» **Document segment**
Just say ‘no’ to everything

Just as the clock midnight, an HCSO deputy observed a maroon Subaru zoomed past Independence Trail and into downtown Idledale. When the officer fell in behind to clock the speeding vehicle, the motorist put pedal to medal and blew through a red light onto County Road 73. Now fully engaged, the officer stayed in the Subaru’s wake and activated his emergency lights, at which point his bold quarry turned off the headlights, cruising blind into a handy parking lot and slipped darkly into an anonymous parking space. The deputy wasn’t fooled. “Sorry,” said the disheveled young woman behind the wheel. She was apologizing for running a red light and trying to elude her pursuer, not for driving without license, registration or insurance information, or for the several liquor bottles rolling around in her back seat, or even for her 90-proof breath. Refusing to concede defeat, she proposed that the deputy let her go free on the strength of her pledge not to drive “anymore.” The officer countered by offering to let her perform roadside sobriety maneuvers, which she refused. She complained of the cold, at which the officer placed her in his vehicle to warm up and suggested that, while she was there, she might just as well take a breathalyzer test, which she refused. He then asked her to step out of the patrol car so he could arrest her properly, and she refused so successfully that it took two deputies to put her in custody. Once under formal arrest, she (naturally) refused to get back in the patrol car for the trip down to Golden. Confined but not conquered, she spent most of the 45-minute trip hurling insults at her long-suffering captor.


Clothes encounters of the weird kind

An alert citizen drew the attention of sheriff’s deputies to a bizarre cache left in Cub Creek Park.
In a group of three large pine trees about 100 feet from the parking area on County Road 73, at the base of the center tree, deputies found piled a blue-jean skirt, a pair of black, knee-high, patent-leather boots, a gold-colored woman’s tank-top and a pair of purple panties. A black plastic trash bag at the site contained a brown women’s blouse, a “large” black bra, brown plastic sunglasses, a brown wig, a purple lipstick and a container of cosmetic powder. Then things turned weird…er.
Included in the curious collection were two plastic grocery bags, together yielding three objects fashioned of an unknown substance fitting the general description of corn-biscuit dough. Based on their specific shape and physical dimensions, deputies speculated that two of the mysterious items were intended to be worn inside the “large” black bra, while characteristics of the third suggested a connection to the purple undergarment.
After searching the area and finding nothing else untoward, deputies booked the non-organic artifacts into the JCSO evidence locker and placed the corn-biscuit sculptures in frozen storage to prevent spoilage.


Thoughtful smoker’s butt lands her in jail

It was shortly after 10 p.m. when a sheriff’s deputy stopped a gold-colored Ford Ranger on south-bound Idledale Parkway after observing a willowy, white-clad arm toss a lit cigarette from the front passenger-side window. The young man driving the car was on probation for possession of a controlled substance, but insisted he had nothing to hide and invited the officers to search the vehicle. That must have chagrined the willowy, white-clad young woman occupying front passenger-side seat, who hotly denied jettisoning the smoldering smoke, claiming that she diligently keeps her “butts” in the car. Unfortunately for her, she was also keeping a bogus drivers license in the car, along with a small glass jar containing a green, herbaceous substance. Under mild interrogation, deputies learned that she was also packing a colorful marijuana pipe in her panties, which she surrendered with her modesty reasonably intact. Sensing that the interview wasn’t going well, the girl slyly broke the filter off an un-smoked cigarette and presented the snowy-white article as evidence of her essential honesty. “See,” she reproved the deputies, “I always keep the butts of the cigarettes.” Not buying it, the deputies appropriated her illicit collection and treated her to a free ride to a smoke-free county facility.

» **Record set**
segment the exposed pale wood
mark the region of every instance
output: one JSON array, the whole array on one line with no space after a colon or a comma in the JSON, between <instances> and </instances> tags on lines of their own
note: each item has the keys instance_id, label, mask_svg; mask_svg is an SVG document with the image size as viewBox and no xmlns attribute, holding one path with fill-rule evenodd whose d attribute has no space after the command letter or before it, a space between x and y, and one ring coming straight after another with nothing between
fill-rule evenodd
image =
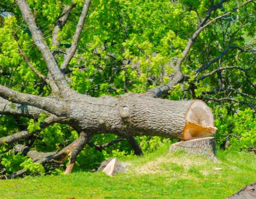
<instances>
[{"instance_id":1,"label":"exposed pale wood","mask_svg":"<svg viewBox=\"0 0 256 199\"><path fill-rule=\"evenodd\" d=\"M217 130L211 110L201 100L195 100L191 104L185 120L182 139L184 140L208 137L214 134Z\"/></svg>"},{"instance_id":2,"label":"exposed pale wood","mask_svg":"<svg viewBox=\"0 0 256 199\"><path fill-rule=\"evenodd\" d=\"M108 176L112 176L113 175L114 169L116 164L116 158L114 158L111 160L103 169L103 172Z\"/></svg>"}]
</instances>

» **Exercise**
Copy the part of the sheriff's report text above starting with "Included in the" and going on through "the purple undergarment.".

» **Solution to this task**
Included in the curious collection were two plastic grocery bags, together yielding three objects fashioned of an unknown substance fitting the general description of corn-biscuit dough. Based on their specific shape and physical dimensions, deputies speculated that two of the mysterious items were intended to be worn inside the “large” black bra, while characteristics of the third suggested a connection to the purple undergarment.